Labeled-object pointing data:

☆ ☆ ☆ ☆ ☆

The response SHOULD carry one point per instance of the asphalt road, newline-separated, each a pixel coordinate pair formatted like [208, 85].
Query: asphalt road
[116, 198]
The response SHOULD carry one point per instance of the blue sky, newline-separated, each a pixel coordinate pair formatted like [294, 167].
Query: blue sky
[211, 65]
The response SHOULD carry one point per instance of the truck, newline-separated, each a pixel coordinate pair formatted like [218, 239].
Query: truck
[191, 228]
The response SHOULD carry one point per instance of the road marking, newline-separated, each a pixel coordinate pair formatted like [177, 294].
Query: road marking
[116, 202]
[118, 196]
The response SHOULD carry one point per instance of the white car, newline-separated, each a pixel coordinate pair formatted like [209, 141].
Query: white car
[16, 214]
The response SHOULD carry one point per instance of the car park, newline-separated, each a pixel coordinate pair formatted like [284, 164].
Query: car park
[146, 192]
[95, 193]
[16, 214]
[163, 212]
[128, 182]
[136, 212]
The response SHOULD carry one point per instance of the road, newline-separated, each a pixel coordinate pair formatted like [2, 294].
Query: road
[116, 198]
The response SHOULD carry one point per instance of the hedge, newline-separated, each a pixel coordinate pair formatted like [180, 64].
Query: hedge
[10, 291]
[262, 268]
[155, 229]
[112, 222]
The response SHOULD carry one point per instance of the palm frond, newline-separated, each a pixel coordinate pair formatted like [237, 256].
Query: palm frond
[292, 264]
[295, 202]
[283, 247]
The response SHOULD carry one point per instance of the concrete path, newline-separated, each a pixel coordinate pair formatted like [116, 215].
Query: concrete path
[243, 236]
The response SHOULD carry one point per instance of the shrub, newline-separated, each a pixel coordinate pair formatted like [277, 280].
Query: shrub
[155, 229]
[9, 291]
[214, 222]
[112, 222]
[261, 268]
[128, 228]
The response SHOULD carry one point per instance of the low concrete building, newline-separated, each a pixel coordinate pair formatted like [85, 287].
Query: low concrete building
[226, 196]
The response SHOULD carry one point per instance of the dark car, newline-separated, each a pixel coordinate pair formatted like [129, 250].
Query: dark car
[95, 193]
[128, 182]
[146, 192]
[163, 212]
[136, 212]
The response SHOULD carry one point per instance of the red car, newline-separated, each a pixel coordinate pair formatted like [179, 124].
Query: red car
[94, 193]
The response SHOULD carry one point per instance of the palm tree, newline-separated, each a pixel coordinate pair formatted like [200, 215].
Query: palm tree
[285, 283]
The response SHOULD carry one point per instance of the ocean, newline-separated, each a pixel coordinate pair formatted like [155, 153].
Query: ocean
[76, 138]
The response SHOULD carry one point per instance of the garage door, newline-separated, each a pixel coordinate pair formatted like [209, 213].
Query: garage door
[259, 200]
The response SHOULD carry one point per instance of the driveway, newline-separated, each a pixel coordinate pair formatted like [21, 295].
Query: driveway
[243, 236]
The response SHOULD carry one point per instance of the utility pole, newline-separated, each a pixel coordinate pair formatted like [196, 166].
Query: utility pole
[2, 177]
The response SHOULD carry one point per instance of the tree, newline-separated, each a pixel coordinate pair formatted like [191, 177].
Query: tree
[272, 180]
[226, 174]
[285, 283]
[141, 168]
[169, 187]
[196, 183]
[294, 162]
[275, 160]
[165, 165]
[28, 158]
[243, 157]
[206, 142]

☆ ☆ ☆ ☆ ☆

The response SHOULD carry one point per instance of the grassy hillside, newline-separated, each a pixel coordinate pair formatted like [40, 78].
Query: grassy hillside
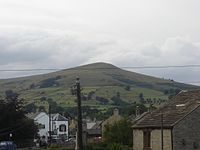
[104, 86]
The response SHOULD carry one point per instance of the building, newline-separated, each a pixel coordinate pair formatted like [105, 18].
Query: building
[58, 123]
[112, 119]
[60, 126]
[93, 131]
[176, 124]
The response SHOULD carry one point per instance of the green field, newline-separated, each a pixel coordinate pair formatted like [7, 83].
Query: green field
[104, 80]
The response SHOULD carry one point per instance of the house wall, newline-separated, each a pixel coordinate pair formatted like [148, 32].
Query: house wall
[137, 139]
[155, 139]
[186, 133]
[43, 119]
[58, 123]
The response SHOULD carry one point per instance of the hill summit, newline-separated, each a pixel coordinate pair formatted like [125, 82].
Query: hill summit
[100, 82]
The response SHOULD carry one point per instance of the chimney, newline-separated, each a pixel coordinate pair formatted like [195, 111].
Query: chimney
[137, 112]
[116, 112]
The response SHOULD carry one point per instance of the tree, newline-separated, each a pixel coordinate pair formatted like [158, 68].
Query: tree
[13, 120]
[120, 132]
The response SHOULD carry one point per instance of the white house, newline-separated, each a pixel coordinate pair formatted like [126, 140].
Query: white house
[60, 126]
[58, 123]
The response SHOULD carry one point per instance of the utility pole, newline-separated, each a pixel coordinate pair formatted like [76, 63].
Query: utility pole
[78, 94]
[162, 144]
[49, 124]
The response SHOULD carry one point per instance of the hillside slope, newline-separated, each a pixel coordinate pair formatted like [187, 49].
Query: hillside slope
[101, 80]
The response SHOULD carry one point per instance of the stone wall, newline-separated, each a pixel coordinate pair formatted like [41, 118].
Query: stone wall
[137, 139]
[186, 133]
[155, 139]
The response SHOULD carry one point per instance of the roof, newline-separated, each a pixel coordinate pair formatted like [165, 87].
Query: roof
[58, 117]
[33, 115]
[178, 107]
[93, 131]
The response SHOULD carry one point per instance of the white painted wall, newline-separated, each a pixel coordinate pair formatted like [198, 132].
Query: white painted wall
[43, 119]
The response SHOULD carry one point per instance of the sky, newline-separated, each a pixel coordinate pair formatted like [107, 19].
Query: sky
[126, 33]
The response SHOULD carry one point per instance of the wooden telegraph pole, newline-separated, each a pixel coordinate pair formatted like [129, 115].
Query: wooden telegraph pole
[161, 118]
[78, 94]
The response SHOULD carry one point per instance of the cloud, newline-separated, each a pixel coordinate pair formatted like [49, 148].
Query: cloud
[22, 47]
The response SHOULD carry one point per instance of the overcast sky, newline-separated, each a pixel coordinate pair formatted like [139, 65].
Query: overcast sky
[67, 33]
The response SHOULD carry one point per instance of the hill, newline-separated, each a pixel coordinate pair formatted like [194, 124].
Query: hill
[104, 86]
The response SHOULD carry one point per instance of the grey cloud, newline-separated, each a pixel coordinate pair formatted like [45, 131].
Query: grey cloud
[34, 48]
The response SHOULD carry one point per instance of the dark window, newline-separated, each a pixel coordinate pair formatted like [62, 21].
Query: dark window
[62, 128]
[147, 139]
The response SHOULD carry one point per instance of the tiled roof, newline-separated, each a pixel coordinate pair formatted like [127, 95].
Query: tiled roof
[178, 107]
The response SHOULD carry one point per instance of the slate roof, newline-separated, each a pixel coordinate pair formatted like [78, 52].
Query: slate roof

☆ ☆ ☆ ☆ ☆

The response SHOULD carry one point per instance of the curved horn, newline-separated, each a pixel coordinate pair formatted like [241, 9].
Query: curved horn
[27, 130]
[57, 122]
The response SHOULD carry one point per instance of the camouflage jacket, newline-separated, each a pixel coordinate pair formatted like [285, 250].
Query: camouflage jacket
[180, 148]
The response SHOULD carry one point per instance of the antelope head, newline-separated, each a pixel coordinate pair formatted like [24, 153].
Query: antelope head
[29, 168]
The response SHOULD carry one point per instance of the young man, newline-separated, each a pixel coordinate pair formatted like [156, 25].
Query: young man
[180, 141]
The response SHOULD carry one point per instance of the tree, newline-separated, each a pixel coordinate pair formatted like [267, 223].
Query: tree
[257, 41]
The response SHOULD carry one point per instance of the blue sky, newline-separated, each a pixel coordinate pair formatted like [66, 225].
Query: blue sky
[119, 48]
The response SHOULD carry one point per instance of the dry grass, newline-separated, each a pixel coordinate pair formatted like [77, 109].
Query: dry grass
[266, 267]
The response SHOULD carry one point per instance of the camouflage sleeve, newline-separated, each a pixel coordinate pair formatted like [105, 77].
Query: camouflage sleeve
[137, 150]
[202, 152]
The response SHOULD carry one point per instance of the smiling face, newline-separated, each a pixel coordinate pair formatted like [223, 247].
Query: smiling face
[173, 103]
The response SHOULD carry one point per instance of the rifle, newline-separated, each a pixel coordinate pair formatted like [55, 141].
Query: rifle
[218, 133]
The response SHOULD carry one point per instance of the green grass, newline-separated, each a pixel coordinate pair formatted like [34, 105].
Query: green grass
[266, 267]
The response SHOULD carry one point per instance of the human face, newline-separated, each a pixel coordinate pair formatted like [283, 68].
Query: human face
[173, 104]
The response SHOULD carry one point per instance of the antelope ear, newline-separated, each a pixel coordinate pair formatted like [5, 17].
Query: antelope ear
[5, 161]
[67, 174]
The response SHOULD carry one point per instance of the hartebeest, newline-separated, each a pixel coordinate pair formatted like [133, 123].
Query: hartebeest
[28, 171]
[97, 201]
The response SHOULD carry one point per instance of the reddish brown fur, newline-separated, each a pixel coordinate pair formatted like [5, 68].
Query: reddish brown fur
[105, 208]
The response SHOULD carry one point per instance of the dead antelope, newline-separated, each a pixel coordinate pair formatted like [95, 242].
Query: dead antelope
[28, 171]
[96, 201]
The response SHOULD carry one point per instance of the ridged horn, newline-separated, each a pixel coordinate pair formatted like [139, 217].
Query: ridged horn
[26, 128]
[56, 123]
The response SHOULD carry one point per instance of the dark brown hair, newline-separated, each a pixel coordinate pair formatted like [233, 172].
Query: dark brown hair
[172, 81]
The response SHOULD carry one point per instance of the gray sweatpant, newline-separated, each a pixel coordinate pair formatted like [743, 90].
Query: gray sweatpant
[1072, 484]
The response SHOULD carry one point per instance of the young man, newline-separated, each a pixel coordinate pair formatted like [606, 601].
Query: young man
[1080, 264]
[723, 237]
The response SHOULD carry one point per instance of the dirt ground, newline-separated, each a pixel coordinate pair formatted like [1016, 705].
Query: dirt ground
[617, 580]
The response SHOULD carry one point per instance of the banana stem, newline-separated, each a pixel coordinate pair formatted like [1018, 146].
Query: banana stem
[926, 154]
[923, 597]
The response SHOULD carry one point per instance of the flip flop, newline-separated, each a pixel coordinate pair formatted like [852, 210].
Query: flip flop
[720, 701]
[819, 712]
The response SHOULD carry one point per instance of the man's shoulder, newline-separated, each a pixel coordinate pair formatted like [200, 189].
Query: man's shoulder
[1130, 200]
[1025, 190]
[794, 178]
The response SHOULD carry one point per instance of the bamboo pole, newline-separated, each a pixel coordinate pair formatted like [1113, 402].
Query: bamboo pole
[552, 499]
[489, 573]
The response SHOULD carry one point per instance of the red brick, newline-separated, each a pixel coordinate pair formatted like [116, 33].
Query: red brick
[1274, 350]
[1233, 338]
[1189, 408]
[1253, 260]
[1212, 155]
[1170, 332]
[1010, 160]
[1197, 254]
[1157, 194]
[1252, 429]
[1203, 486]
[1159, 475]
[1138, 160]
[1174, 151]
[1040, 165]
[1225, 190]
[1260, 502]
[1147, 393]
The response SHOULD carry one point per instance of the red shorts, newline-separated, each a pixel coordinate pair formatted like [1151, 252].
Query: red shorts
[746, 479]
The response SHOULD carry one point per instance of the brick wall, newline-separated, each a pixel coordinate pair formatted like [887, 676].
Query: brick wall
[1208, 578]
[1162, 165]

☆ ☆ ☆ ☆ ☆

• _DIRECTION_
Return the lines of data unchanged, starting at the line containing "like [62, 21]." and ending at the line containing "Query: slate roof", with both of those lines included.

• _CORRECT RESPONSE_
The response SHOULD carry one point per instance of the dark window, newline-separated, each a pixel coordinate pair formatted like [62, 21].
Query: dark window
[62, 128]
[147, 139]
The response SHOULD carry one point per instance of the tiled roof, newline-separated, each a pixel coordinate pair formatted like [127, 95].
Query: tiled roof
[178, 107]
The response SHOULD carry one point per instance of the slate roof, newline-separated, each a pixel coordinate pair formatted like [78, 52].
Query: slate roof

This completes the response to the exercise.